** Start STORED ROWS **

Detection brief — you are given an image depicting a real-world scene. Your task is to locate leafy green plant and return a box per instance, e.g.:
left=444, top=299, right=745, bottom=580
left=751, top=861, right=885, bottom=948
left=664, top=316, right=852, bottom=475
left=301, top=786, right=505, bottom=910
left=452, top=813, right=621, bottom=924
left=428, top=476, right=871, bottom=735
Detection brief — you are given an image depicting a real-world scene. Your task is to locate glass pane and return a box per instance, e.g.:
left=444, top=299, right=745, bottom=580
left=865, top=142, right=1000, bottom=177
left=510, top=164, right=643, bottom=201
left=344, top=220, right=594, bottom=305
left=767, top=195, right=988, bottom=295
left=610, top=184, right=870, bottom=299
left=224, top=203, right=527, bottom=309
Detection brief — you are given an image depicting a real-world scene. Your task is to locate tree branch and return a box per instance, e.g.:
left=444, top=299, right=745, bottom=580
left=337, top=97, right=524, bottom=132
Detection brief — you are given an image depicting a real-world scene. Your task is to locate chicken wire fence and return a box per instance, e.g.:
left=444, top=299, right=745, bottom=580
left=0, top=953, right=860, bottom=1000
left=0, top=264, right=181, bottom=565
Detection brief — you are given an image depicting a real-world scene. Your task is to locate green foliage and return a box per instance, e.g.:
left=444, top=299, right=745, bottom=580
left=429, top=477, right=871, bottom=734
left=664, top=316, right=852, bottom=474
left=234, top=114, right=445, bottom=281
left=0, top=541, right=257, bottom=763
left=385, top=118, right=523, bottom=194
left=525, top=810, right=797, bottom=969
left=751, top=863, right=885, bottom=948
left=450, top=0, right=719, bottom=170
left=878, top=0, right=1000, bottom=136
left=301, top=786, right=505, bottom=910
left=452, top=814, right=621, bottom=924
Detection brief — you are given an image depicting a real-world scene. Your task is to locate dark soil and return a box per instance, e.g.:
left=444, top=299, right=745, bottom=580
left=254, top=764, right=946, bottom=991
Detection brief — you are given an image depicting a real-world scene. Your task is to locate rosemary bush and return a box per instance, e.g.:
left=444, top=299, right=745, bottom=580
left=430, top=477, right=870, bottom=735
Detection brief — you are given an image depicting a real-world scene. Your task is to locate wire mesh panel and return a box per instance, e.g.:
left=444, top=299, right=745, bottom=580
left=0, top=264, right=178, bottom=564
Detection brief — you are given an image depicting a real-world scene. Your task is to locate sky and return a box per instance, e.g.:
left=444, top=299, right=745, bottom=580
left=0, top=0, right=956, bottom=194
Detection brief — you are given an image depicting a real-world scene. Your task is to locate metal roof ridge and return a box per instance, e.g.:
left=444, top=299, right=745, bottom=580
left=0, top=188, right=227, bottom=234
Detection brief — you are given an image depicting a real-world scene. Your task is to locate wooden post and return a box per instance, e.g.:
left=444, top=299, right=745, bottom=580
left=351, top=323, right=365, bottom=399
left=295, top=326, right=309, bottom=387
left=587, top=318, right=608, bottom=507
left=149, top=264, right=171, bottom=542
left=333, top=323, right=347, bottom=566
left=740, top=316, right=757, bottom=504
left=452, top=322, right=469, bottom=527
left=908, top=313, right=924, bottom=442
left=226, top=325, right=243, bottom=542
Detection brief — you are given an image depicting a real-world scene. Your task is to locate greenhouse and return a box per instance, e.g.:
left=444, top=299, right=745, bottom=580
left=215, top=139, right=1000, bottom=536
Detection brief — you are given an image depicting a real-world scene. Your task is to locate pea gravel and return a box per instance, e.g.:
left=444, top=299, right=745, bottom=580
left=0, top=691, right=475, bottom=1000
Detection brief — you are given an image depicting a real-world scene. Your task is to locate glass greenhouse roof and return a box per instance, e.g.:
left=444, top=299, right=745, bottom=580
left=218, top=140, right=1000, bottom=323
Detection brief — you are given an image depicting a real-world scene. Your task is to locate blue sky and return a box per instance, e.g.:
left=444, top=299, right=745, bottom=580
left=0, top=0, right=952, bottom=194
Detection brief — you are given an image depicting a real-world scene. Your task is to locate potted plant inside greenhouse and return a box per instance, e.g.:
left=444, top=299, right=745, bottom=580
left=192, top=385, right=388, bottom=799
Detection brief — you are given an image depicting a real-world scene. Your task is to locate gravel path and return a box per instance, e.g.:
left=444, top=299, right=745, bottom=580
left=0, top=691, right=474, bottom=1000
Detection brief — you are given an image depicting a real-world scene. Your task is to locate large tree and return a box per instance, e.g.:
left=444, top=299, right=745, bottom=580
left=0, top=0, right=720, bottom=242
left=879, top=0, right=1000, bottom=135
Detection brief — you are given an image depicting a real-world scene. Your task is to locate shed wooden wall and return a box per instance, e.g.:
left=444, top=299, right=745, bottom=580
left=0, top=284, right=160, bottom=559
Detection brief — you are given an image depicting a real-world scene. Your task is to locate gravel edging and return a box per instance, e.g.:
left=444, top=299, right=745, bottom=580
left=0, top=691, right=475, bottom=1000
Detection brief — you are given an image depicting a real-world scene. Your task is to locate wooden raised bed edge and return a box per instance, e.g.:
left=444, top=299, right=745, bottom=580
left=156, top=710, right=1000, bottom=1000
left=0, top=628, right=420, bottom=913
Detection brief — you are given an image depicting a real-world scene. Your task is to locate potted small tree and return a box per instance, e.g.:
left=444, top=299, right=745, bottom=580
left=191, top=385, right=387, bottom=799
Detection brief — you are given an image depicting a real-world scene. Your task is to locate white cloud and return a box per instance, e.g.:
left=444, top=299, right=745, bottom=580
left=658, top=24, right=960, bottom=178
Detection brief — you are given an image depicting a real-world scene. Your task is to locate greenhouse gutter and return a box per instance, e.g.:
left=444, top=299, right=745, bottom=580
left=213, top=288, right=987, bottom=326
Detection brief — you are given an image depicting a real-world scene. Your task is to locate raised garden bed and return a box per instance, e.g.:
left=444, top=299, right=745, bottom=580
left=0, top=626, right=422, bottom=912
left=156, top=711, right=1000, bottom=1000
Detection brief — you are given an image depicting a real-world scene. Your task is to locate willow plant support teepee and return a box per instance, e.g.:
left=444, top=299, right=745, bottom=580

** End STORED ROWS **

Copy all of the data above line for line, keeping every character unchanged.

**THE ANSWER**
Detection brief — you are given an image depicting a real-world scene. Your task is to locate leafy green plant and return a box per instance, e.g.:
left=444, top=299, right=745, bottom=580
left=751, top=861, right=885, bottom=948
left=664, top=316, right=852, bottom=475
left=301, top=786, right=505, bottom=910
left=452, top=813, right=621, bottom=924
left=428, top=476, right=871, bottom=735
Detection brief — you are given an image depicting a real-world scene. Your task is to locate glass pane and return a box per instance, e.g.:
left=444, top=299, right=745, bottom=580
left=865, top=142, right=1000, bottom=177
left=510, top=164, right=643, bottom=201
left=344, top=220, right=594, bottom=305
left=767, top=195, right=988, bottom=295
left=610, top=184, right=870, bottom=299
left=224, top=203, right=527, bottom=309
Detection brief — you are given an image depicting a real-world scene. Your task is to locate tree branch and return a box per instance, e.g.:
left=444, top=299, right=745, bottom=580
left=337, top=97, right=524, bottom=132
Detection brief — you are given an image depicting a real-world scene. Your task is to locate chicken wire fence and return a box per instance, e.g.:
left=444, top=299, right=745, bottom=580
left=0, top=953, right=860, bottom=1000
left=0, top=264, right=181, bottom=565
Detection brief — you are given an image depicting a real-world scene. Your task is to locate green foliage and return a box per instance, e.g.:
left=444, top=299, right=745, bottom=580
left=429, top=477, right=871, bottom=734
left=664, top=316, right=852, bottom=474
left=234, top=114, right=445, bottom=281
left=0, top=541, right=257, bottom=763
left=385, top=118, right=523, bottom=194
left=525, top=810, right=797, bottom=969
left=751, top=863, right=885, bottom=948
left=450, top=0, right=719, bottom=170
left=878, top=0, right=1000, bottom=136
left=301, top=786, right=505, bottom=910
left=452, top=814, right=621, bottom=924
Detection brief — you are given an image depicting a real-world scene. Your task is to locate dark soil and return a box per instance, e.g.:
left=444, top=299, right=745, bottom=580
left=254, top=764, right=946, bottom=991
Detection brief — you are given an image depicting a real-world scene. Your task is to locate rosemary bush and return a box per instance, e.g.:
left=444, top=299, right=745, bottom=580
left=430, top=477, right=870, bottom=735
Detection brief — you are given an image depicting a real-world scene. Your task is to locate wire mesh panel and return a box per instance, e.g.:
left=444, top=299, right=745, bottom=580
left=0, top=264, right=178, bottom=564
Detection brief — you are given an image depicting a real-world scene. Your task is to locate sky and return a box per instance, e.g.:
left=444, top=299, right=745, bottom=580
left=0, top=0, right=956, bottom=194
Detection brief — you are given an image depicting a real-world scene. Your task is to locate metal roof ridge and return a box per instance, e.g.:
left=444, top=299, right=745, bottom=580
left=0, top=188, right=227, bottom=234
Detection brief — you are given an image depicting a real-world scene. Your task is to locate wooden post and return a box per instance, e.g.:
left=444, top=299, right=745, bottom=580
left=351, top=323, right=365, bottom=399
left=295, top=326, right=309, bottom=387
left=587, top=318, right=608, bottom=507
left=149, top=264, right=171, bottom=542
left=333, top=323, right=347, bottom=566
left=740, top=316, right=757, bottom=504
left=452, top=322, right=469, bottom=527
left=908, top=313, right=924, bottom=442
left=226, top=325, right=243, bottom=542
Detection brief — you are given an image depicting a real-world scene. Your task is to locate greenhouse and return a box per instance, e.g.:
left=444, top=299, right=745, bottom=580
left=215, top=139, right=1000, bottom=536
Detection brief — you are given an image depicting a real-world scene. Your task is to locate pea gravel and return a box per instance, e.g.:
left=444, top=299, right=745, bottom=580
left=0, top=691, right=475, bottom=1000
Detection brief — you are given an image depicting a real-world scene. Your task is to locate glass greenhouse roof and return a box per instance, e.g.:
left=444, top=299, right=745, bottom=580
left=218, top=140, right=1000, bottom=323
Detection brief — you are given an image depicting a real-world scene. Your task is to locate blue sky and return a box per instance, e.g.:
left=444, top=299, right=745, bottom=580
left=0, top=0, right=952, bottom=194
Detection brief — you are given an image depicting a real-world scene. Your task is to locate potted plant inside greenhouse and return a box per instance, e.g.:
left=444, top=299, right=745, bottom=580
left=192, top=385, right=388, bottom=799
Detection brief — you are given an image depicting a real-world scene. Your task is to locate gravel path and return a box per instance, e.g.:
left=444, top=299, right=745, bottom=580
left=0, top=691, right=474, bottom=1000
Detection brief — you are given an image depicting a real-world scene. Your task is to locate large tree and return a box per instance, e.g.:
left=444, top=299, right=745, bottom=580
left=0, top=0, right=720, bottom=242
left=879, top=0, right=1000, bottom=135
Detection brief — you are given an image depicting a real-world scene. Your task is to locate shed wooden wall and return a box per instance, e.g.:
left=444, top=299, right=745, bottom=580
left=0, top=284, right=160, bottom=559
Detection brief — you are given an image depicting a real-world scene. Your task is to locate gravel edging and return a box per instance, e.g.:
left=444, top=299, right=745, bottom=580
left=0, top=691, right=475, bottom=1000
Detection brief — you are given an image depicting a real-world scene. Your task is to locate wooden raised bed edge and return a box per instance, e.g.:
left=444, top=299, right=745, bottom=580
left=156, top=710, right=1000, bottom=1000
left=0, top=628, right=420, bottom=913
Detection brief — you are given an image depicting a real-world scene. Your task is to locate potted small tree and return a box per instance, e.g.:
left=444, top=299, right=745, bottom=580
left=191, top=385, right=387, bottom=799
Detection brief — you are given an image depicting a real-world scene. Your task is to locate white cloud and return a box per instance, e.g.:
left=444, top=299, right=745, bottom=580
left=658, top=24, right=960, bottom=178
Detection brief — you are given an image depicting a real-world scene. Your task is to locate greenhouse gutter and return a box per instance, e.g.:
left=444, top=299, right=745, bottom=580
left=213, top=288, right=987, bottom=326
Detection brief — you are given an image depicting a real-world scene. Your task is to locate raised garden bed and return a box per instance, e.g.:
left=444, top=299, right=745, bottom=580
left=0, top=626, right=422, bottom=912
left=156, top=711, right=1000, bottom=1000
Detection brief — you are given an image depicting a real-world scene. Your task is to locate willow plant support teepee and return a box per instance, e.g.:
left=444, top=299, right=745, bottom=580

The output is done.